*WORK INSTRUCTIONS*
Copy out every record below with complete accuracy.

Dataset excerpts on object pointing:
* START *
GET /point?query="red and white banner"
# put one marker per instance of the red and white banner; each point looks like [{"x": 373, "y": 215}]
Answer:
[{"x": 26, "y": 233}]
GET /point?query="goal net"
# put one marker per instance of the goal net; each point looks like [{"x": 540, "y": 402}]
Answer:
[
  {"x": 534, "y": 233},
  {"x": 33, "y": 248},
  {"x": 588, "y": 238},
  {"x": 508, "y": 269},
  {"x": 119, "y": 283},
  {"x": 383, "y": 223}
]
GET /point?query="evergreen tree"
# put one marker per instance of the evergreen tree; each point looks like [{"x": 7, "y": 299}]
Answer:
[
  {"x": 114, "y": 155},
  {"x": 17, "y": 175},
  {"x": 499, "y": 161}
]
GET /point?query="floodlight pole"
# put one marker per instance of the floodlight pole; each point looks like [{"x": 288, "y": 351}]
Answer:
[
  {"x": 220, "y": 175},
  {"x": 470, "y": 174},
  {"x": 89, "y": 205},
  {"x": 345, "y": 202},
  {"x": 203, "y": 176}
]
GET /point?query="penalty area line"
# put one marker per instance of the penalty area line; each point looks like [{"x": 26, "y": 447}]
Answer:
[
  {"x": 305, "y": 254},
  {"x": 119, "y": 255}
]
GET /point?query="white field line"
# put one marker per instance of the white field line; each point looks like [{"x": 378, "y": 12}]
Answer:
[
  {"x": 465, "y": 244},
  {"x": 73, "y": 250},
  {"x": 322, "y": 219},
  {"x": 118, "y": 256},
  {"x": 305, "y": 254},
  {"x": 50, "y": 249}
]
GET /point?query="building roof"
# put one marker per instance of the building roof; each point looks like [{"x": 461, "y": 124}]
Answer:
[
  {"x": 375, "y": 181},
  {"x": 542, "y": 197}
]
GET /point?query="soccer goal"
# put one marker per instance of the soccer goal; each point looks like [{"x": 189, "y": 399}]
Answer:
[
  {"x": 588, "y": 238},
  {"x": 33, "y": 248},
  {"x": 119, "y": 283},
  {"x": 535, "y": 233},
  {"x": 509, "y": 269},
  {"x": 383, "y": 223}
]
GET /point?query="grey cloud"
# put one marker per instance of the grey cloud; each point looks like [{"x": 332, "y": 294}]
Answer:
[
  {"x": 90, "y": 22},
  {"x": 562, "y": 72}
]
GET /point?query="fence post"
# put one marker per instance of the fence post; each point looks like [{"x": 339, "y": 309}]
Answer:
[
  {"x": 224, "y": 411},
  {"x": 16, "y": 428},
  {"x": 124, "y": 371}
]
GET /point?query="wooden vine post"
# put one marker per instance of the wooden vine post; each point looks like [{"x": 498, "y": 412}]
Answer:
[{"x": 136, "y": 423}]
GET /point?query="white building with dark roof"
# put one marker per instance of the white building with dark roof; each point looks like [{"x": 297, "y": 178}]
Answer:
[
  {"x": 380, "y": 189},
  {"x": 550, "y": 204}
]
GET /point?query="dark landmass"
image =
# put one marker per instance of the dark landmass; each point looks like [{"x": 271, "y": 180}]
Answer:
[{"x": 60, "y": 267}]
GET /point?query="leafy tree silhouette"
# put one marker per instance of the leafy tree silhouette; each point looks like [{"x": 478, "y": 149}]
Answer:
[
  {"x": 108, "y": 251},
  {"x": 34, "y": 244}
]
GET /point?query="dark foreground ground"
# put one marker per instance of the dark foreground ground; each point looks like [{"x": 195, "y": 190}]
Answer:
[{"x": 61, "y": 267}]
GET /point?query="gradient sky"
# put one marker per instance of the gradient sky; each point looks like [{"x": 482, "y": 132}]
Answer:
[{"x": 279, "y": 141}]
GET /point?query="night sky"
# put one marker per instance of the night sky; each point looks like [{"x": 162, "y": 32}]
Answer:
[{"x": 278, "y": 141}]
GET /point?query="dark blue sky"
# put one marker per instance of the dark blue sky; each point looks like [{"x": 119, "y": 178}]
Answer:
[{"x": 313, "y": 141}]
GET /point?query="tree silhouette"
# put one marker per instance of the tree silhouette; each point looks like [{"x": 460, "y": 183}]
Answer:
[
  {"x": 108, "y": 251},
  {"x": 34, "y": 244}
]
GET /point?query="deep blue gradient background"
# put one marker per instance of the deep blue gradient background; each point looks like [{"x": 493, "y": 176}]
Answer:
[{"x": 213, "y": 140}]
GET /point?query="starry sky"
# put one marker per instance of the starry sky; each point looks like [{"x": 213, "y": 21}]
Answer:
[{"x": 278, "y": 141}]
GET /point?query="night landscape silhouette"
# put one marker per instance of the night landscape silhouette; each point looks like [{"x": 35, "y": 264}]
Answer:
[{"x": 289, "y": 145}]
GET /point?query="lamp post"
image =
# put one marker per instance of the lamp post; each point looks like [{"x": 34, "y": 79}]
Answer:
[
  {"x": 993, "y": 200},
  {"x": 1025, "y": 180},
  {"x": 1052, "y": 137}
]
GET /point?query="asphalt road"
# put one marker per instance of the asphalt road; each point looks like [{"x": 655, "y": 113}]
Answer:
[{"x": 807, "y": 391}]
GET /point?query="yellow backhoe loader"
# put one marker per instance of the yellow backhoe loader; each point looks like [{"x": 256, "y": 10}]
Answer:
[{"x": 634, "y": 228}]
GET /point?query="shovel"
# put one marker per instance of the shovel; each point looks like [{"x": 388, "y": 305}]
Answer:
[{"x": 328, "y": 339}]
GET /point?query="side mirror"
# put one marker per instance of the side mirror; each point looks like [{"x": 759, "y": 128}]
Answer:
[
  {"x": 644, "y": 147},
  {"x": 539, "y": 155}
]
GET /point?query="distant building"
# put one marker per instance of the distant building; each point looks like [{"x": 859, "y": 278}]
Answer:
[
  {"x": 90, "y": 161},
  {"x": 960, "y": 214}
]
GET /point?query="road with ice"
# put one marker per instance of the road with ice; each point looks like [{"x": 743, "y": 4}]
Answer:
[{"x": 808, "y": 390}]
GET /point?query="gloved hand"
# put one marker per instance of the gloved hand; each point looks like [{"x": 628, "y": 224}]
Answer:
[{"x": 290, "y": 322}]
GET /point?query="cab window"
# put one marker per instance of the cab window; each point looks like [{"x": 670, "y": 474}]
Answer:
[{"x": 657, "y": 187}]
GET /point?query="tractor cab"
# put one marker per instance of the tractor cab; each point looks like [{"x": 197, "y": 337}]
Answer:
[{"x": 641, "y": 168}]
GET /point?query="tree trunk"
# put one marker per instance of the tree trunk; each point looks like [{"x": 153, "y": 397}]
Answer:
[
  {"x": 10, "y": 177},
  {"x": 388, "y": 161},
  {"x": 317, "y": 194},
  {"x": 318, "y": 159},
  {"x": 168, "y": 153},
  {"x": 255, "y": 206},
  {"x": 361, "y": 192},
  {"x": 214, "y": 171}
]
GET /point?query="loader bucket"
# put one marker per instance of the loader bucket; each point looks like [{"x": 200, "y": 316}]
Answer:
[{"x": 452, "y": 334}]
* END *
*TASK SOLUTION*
GET /point?query="red and white banner"
# put one marker per instance of the red and white banner; each point looks like [{"x": 373, "y": 215}]
Answer:
[{"x": 26, "y": 233}]
GET /point?query="goal net"
# put one marker per instance of the goal net; each point looks like [{"x": 540, "y": 402}]
Answer:
[
  {"x": 534, "y": 233},
  {"x": 33, "y": 248},
  {"x": 588, "y": 238},
  {"x": 508, "y": 269},
  {"x": 119, "y": 283},
  {"x": 383, "y": 223}
]
GET /point?query="evergreen tree"
# put one marker per instance of the evergreen tree; each point looks like [{"x": 7, "y": 299}]
Answer:
[
  {"x": 114, "y": 155},
  {"x": 17, "y": 175},
  {"x": 499, "y": 161}
]
GET /point?query="floodlight pole"
# put one marker per instance of the floodlight pole; each point looks like [{"x": 288, "y": 351}]
Answer:
[
  {"x": 220, "y": 175},
  {"x": 470, "y": 174},
  {"x": 89, "y": 205},
  {"x": 345, "y": 202},
  {"x": 203, "y": 176}
]
GET /point?query="penalty area line"
# put one marker per instance of the penalty area line; each point looks like [{"x": 26, "y": 447}]
Answer:
[
  {"x": 305, "y": 254},
  {"x": 119, "y": 255}
]
GET /point?query="white field line"
# put one marker per instance of the white field line; each point looks like [{"x": 378, "y": 12}]
Answer:
[
  {"x": 465, "y": 244},
  {"x": 73, "y": 250},
  {"x": 322, "y": 219},
  {"x": 118, "y": 256},
  {"x": 305, "y": 254},
  {"x": 50, "y": 249}
]
GET /point?query="building roof"
# put one marker per instance of the building roof; each point looks like [{"x": 461, "y": 124}]
Answer:
[
  {"x": 375, "y": 181},
  {"x": 542, "y": 197}
]
GET /point?query="soccer goal"
# put one marker per instance of the soccer goal; each point looks like [{"x": 189, "y": 399}]
Answer:
[
  {"x": 588, "y": 238},
  {"x": 33, "y": 248},
  {"x": 119, "y": 283},
  {"x": 535, "y": 233},
  {"x": 509, "y": 269},
  {"x": 383, "y": 223}
]
GET /point?query="grey cloud"
# put one marker per instance of the grey cloud; each point looks like [{"x": 332, "y": 294}]
Answer:
[
  {"x": 90, "y": 22},
  {"x": 562, "y": 72}
]
GET /point?query="fence post"
# put one marker per instance of the fence post; each point looks like [{"x": 339, "y": 309}]
Answer:
[
  {"x": 224, "y": 411},
  {"x": 16, "y": 428},
  {"x": 124, "y": 371}
]
GET /point?query="wooden vine post"
# put one marker per instance of the wooden vine post; each point looks like [{"x": 498, "y": 412}]
Answer:
[{"x": 136, "y": 423}]
GET /point?query="white building with dark roof"
# put one marker per instance of the white building with dark roof; each point looks like [{"x": 297, "y": 178}]
Answer:
[
  {"x": 380, "y": 189},
  {"x": 550, "y": 204}
]
GET /point?query="dark landmass"
image =
# put one marker per instance of the dark landmass; each point looks like [{"x": 271, "y": 180}]
Answer:
[{"x": 60, "y": 267}]
GET /point?query="leafy tree silhouette"
# put one marker per instance of the leafy tree silhouette; each point looks like [{"x": 478, "y": 149}]
Answer:
[
  {"x": 108, "y": 251},
  {"x": 34, "y": 244}
]
GET /point?query="dark foreground ground"
# put one marker per instance of the dark foreground ground; each point looks like [{"x": 195, "y": 190}]
Answer:
[{"x": 61, "y": 267}]
GET /point?query="gradient sky"
# put one marker per instance of the gradient sky; each point looks like [{"x": 482, "y": 132}]
Answer:
[{"x": 279, "y": 141}]
GET /point?query="night sky"
# put one marker per instance of the night sky; each point looks like [{"x": 162, "y": 32}]
Answer:
[{"x": 278, "y": 141}]
GET /point?query="dark blue sky"
# put one marker per instance of the dark blue sky; each point looks like [{"x": 119, "y": 178}]
Answer:
[{"x": 313, "y": 141}]
GET /point?query="tree silhouette"
# put one marker per instance of the tree silhouette; each point looks like [{"x": 460, "y": 183}]
Answer:
[
  {"x": 108, "y": 251},
  {"x": 34, "y": 244}
]
GET /point?query="deep blue gradient background"
# put one marker per instance of the deep blue gradient background; each point looks like [{"x": 493, "y": 176}]
Answer:
[{"x": 213, "y": 140}]
GET /point?query="starry sky"
# put one marker per instance of the starry sky; each point looks like [{"x": 213, "y": 21}]
Answer:
[{"x": 278, "y": 141}]
GET /point?query="night landscape silhouette"
# put one marker per instance of the night landscape silhouette; each point looks like [{"x": 35, "y": 264}]
Answer:
[{"x": 289, "y": 145}]
GET /point?query="lamp post"
image =
# put one marker per instance of the lamp post; each point looks like [{"x": 34, "y": 79}]
Answer:
[
  {"x": 993, "y": 200},
  {"x": 1025, "y": 180},
  {"x": 1052, "y": 137}
]
GET /point?query="asphalt road"
# put one marker per instance of the asphalt road; each point looks like [{"x": 655, "y": 113}]
Answer:
[{"x": 807, "y": 391}]
GET /point?query="yellow backhoe loader"
# put one marker per instance of the yellow backhoe loader; each point looks like [{"x": 256, "y": 10}]
Answer:
[{"x": 634, "y": 228}]
GET /point?query="shovel"
# put one marker per instance of the shovel; each point looks like [{"x": 388, "y": 305}]
Answer:
[{"x": 328, "y": 339}]
GET /point?query="side mirror"
# put one marker per instance of the side mirror; each point looks like [{"x": 759, "y": 128}]
Answer:
[
  {"x": 644, "y": 147},
  {"x": 539, "y": 155}
]
GET /point?query="distant building"
# put one marker per instance of the distant building; each point looks like [{"x": 859, "y": 278}]
Answer:
[
  {"x": 90, "y": 161},
  {"x": 960, "y": 214}
]
GET /point?query="road with ice"
# put one marker per instance of the road with ice; each point looks like [{"x": 743, "y": 4}]
Answer:
[{"x": 808, "y": 390}]
GET /point?query="gloved hand"
# put one marker per instance of the gloved hand; each point looks like [{"x": 628, "y": 224}]
Answer:
[{"x": 290, "y": 322}]
GET /point?query="cab window"
# put one marker per instance of the cab window; each point looks like [{"x": 670, "y": 474}]
Answer:
[{"x": 657, "y": 187}]
GET /point?query="tractor cab"
# put one marker per instance of the tractor cab; each point looks like [{"x": 197, "y": 337}]
Answer:
[{"x": 641, "y": 168}]
GET /point?query="tree trunk"
# put one marker per instance of the tree trunk; each point looks like [{"x": 153, "y": 397}]
Answer:
[
  {"x": 10, "y": 177},
  {"x": 388, "y": 161},
  {"x": 317, "y": 194},
  {"x": 318, "y": 159},
  {"x": 168, "y": 153},
  {"x": 255, "y": 206},
  {"x": 361, "y": 192},
  {"x": 214, "y": 171}
]
GET /point?query="loader bucket"
# put one marker per instance of the loader bucket; each point looks like [{"x": 200, "y": 316}]
Answer:
[{"x": 452, "y": 334}]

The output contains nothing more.